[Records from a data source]

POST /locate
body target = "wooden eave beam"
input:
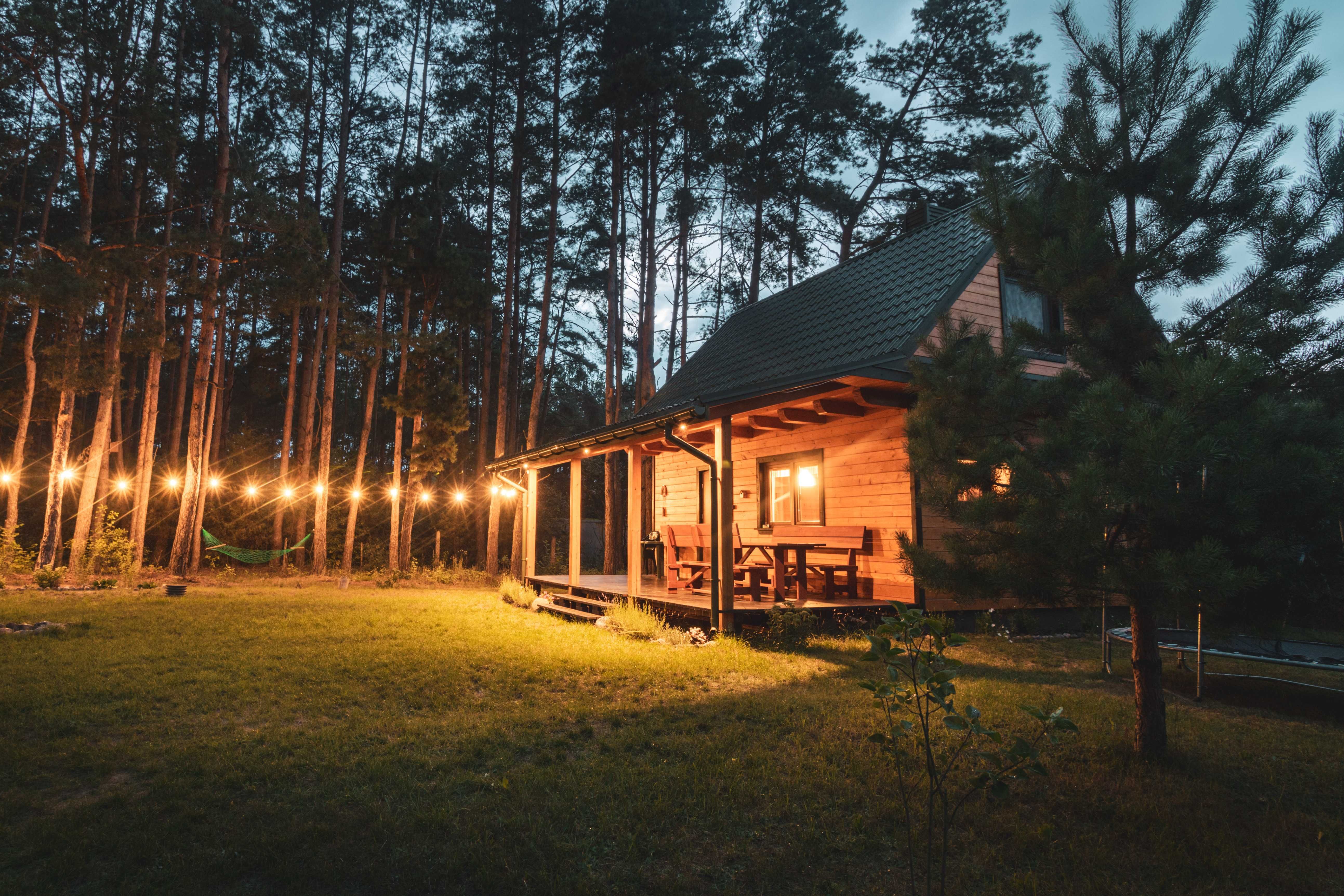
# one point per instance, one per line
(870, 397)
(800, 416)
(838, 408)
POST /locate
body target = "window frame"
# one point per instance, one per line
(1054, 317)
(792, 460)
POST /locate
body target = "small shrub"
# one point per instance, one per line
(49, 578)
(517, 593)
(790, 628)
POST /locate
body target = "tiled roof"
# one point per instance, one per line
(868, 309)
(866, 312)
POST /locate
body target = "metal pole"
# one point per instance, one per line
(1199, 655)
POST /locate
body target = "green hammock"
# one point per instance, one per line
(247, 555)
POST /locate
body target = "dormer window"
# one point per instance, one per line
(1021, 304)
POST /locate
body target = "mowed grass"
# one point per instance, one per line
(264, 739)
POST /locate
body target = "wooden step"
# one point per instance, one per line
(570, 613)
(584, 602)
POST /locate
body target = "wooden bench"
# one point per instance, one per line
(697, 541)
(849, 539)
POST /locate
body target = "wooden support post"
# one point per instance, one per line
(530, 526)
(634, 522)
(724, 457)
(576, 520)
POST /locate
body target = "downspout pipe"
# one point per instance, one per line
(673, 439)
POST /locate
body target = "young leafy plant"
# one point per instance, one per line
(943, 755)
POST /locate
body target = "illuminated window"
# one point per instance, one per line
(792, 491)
---
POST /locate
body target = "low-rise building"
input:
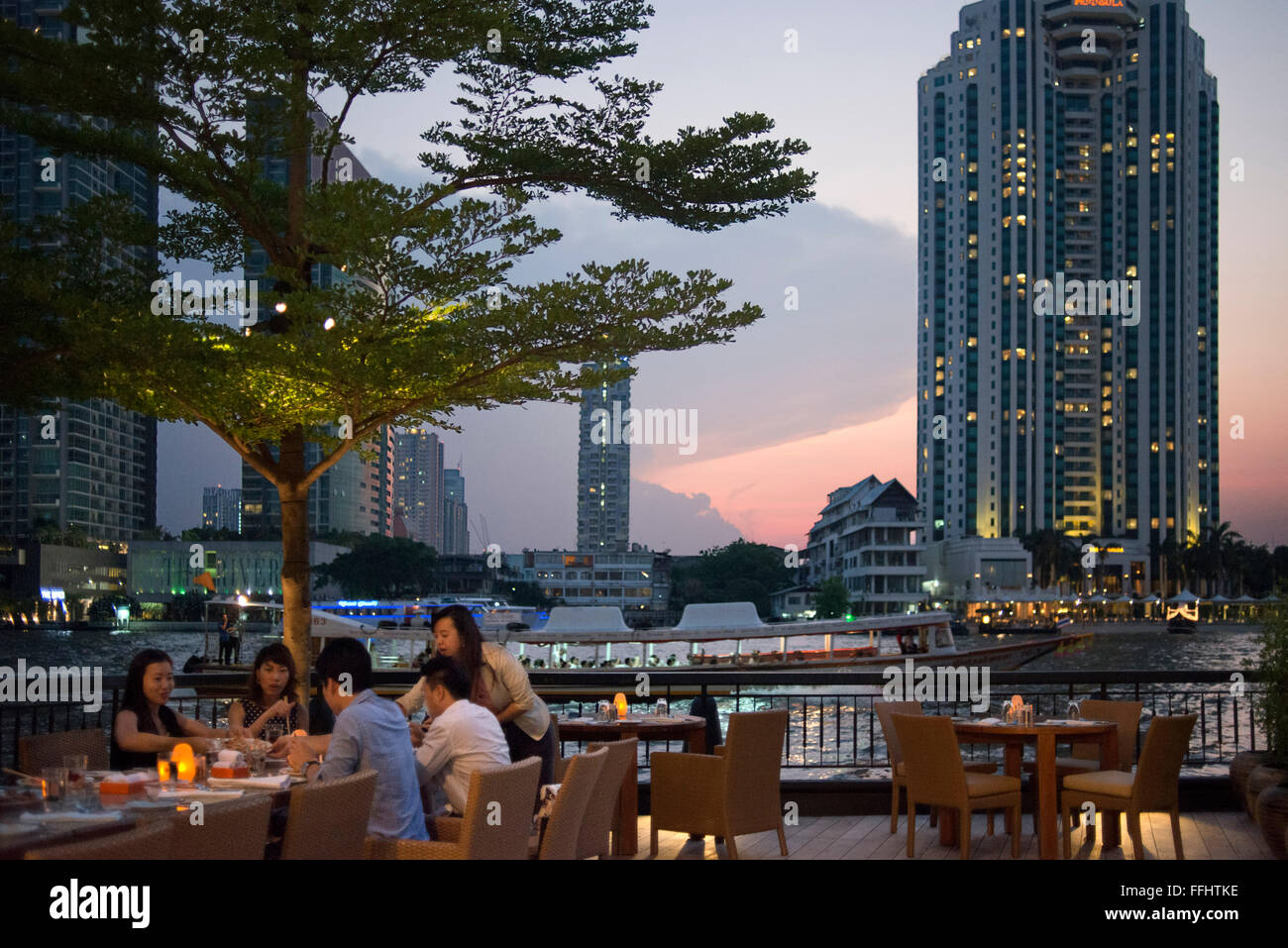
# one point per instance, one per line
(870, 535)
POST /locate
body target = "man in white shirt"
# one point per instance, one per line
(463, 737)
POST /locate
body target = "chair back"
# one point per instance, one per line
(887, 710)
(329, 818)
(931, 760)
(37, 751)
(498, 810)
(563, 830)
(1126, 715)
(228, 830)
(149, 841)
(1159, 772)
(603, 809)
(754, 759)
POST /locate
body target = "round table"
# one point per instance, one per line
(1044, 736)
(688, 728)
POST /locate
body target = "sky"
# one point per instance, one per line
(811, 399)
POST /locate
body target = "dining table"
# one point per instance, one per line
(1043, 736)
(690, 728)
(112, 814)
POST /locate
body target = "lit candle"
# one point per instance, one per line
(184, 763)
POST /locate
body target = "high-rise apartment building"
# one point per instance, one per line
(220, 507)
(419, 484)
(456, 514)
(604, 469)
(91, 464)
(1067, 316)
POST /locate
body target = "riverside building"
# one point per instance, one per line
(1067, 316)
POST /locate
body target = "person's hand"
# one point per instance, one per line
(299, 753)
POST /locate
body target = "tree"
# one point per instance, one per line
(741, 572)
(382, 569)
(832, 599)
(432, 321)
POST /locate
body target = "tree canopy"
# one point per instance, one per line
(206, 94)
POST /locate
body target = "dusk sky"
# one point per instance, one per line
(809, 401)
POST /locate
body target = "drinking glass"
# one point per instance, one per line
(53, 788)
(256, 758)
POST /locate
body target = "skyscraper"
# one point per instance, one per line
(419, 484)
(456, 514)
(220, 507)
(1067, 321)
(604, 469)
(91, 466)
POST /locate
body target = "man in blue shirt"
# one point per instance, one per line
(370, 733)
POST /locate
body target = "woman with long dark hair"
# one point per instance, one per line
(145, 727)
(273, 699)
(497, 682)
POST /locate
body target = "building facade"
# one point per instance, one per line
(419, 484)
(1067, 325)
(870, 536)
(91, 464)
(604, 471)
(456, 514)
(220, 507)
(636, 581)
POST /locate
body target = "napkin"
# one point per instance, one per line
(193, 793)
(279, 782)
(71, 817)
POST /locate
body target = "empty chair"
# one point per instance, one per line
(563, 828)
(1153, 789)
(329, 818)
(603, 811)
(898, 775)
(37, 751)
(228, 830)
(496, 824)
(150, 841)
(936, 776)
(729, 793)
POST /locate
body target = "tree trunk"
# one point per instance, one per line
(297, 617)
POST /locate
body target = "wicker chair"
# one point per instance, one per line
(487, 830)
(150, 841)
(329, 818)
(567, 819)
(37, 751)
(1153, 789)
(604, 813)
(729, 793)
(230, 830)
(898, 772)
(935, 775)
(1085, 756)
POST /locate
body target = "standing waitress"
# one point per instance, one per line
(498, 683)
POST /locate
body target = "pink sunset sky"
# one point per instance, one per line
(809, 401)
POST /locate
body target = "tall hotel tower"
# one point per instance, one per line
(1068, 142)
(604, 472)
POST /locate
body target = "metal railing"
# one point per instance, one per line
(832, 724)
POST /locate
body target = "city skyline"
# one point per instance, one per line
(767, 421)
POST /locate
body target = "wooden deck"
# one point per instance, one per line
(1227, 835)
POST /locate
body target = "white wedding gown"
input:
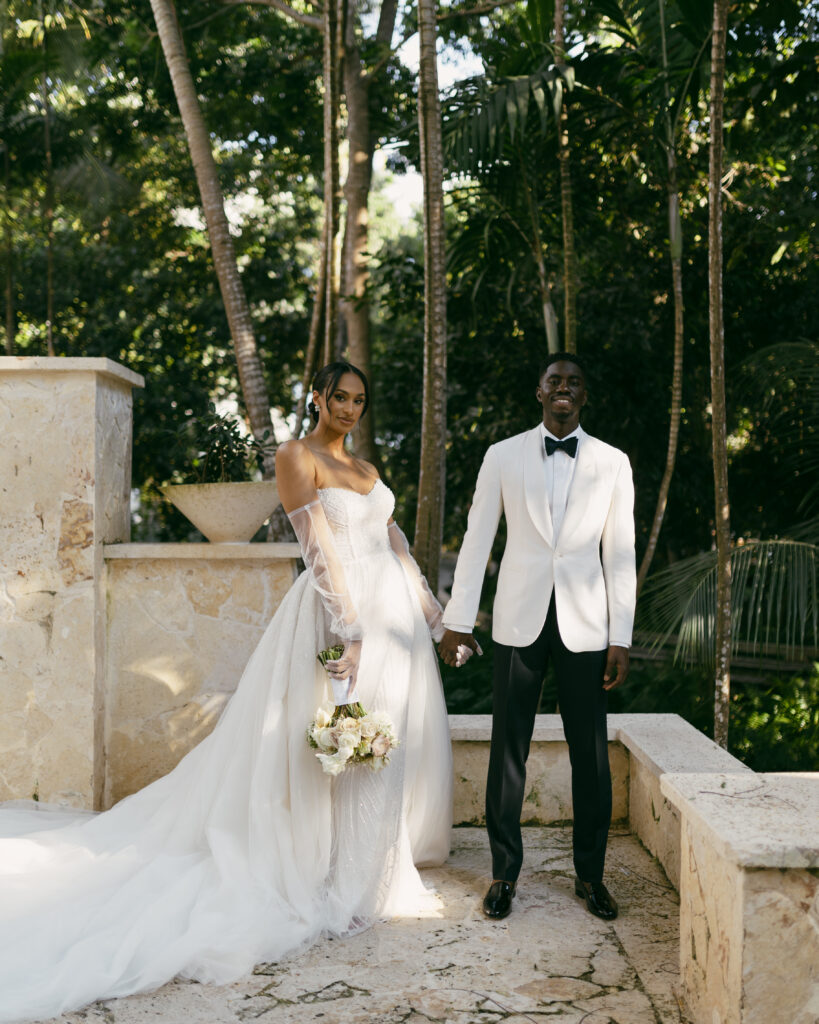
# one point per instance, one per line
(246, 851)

INSTRUCTIONS TO FOLLOW: Report every line of the records that contains the word "white".

RESPONSE:
body target = "man in white shirt"
body target = "white wedding gown"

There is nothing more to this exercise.